* **TASK TO CARRY OUT**
Show every line in the entries below that contains the string "jersey". Case counts.

(Image region labeling entries)

----------------------------------------

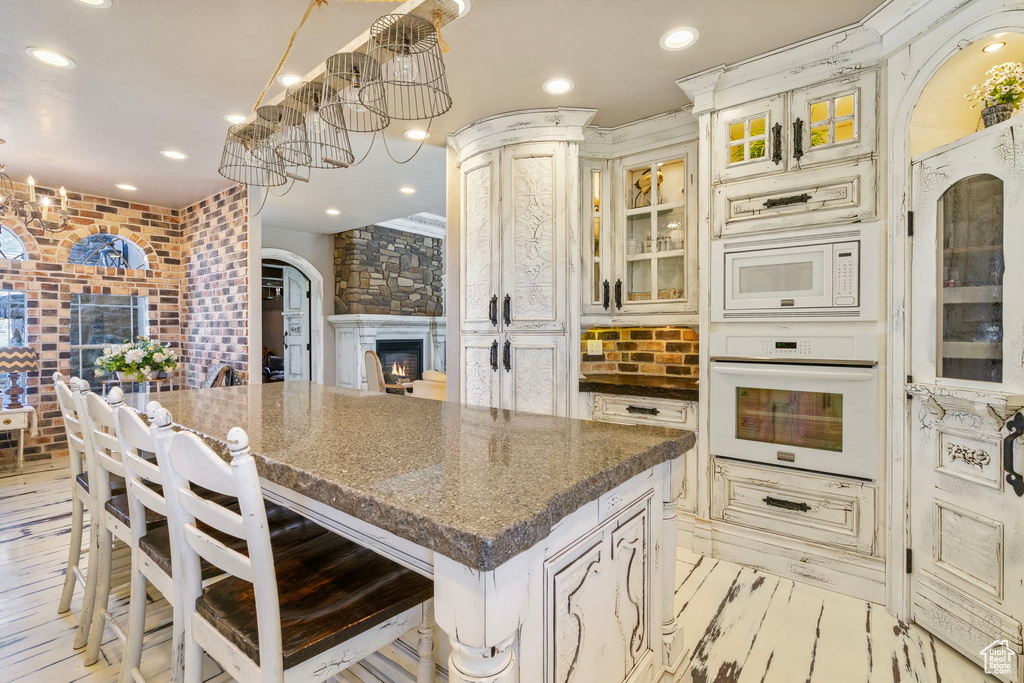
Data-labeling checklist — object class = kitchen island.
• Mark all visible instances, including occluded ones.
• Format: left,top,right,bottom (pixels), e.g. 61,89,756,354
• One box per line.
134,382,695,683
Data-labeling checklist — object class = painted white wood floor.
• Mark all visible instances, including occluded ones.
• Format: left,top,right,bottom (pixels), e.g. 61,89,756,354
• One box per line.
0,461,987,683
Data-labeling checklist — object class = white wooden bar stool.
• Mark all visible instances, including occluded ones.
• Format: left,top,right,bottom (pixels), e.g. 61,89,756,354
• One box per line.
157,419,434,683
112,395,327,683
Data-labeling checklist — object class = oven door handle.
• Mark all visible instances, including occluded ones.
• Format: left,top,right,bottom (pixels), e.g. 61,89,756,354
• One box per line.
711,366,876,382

----------------------------------------

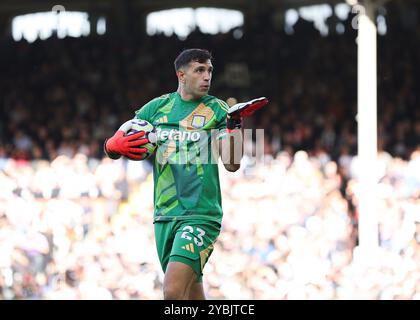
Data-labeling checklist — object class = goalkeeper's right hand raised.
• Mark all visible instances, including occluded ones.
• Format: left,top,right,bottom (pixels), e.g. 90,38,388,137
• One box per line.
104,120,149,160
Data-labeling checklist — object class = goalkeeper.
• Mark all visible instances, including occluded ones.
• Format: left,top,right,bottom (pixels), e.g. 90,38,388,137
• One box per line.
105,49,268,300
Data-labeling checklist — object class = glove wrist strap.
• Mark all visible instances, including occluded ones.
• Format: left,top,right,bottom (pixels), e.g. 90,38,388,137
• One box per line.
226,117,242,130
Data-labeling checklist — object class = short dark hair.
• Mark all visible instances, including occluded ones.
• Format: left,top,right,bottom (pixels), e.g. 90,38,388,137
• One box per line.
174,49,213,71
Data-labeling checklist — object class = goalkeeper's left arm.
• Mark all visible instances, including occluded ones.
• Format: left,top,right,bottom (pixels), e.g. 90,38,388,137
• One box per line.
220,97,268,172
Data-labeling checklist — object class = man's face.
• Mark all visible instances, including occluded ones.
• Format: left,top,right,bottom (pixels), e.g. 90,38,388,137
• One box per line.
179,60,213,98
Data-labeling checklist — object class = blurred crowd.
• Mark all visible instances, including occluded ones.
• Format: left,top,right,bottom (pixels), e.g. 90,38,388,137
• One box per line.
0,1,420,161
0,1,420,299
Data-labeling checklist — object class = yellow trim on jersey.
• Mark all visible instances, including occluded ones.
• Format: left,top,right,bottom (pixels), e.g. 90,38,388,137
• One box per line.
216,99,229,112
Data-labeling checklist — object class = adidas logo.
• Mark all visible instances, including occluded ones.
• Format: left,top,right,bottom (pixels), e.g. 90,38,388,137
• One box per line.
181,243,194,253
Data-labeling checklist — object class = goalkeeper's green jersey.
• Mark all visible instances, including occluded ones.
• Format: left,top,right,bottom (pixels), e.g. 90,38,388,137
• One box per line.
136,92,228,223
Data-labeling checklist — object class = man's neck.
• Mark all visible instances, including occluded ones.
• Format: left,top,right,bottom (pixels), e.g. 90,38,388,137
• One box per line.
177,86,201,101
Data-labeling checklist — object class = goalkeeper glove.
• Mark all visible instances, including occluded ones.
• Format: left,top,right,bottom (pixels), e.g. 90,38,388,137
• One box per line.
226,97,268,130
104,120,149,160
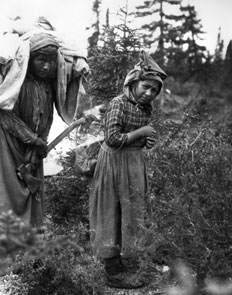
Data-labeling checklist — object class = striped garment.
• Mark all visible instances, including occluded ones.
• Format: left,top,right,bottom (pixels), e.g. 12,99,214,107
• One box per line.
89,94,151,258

----------------------------------------

* **OUTPUT OF THE TASK**
Data-labeling checklist — object class = yellow trim on jersey.
Data-labeling checklist — object class = goalkeeper's green jersey.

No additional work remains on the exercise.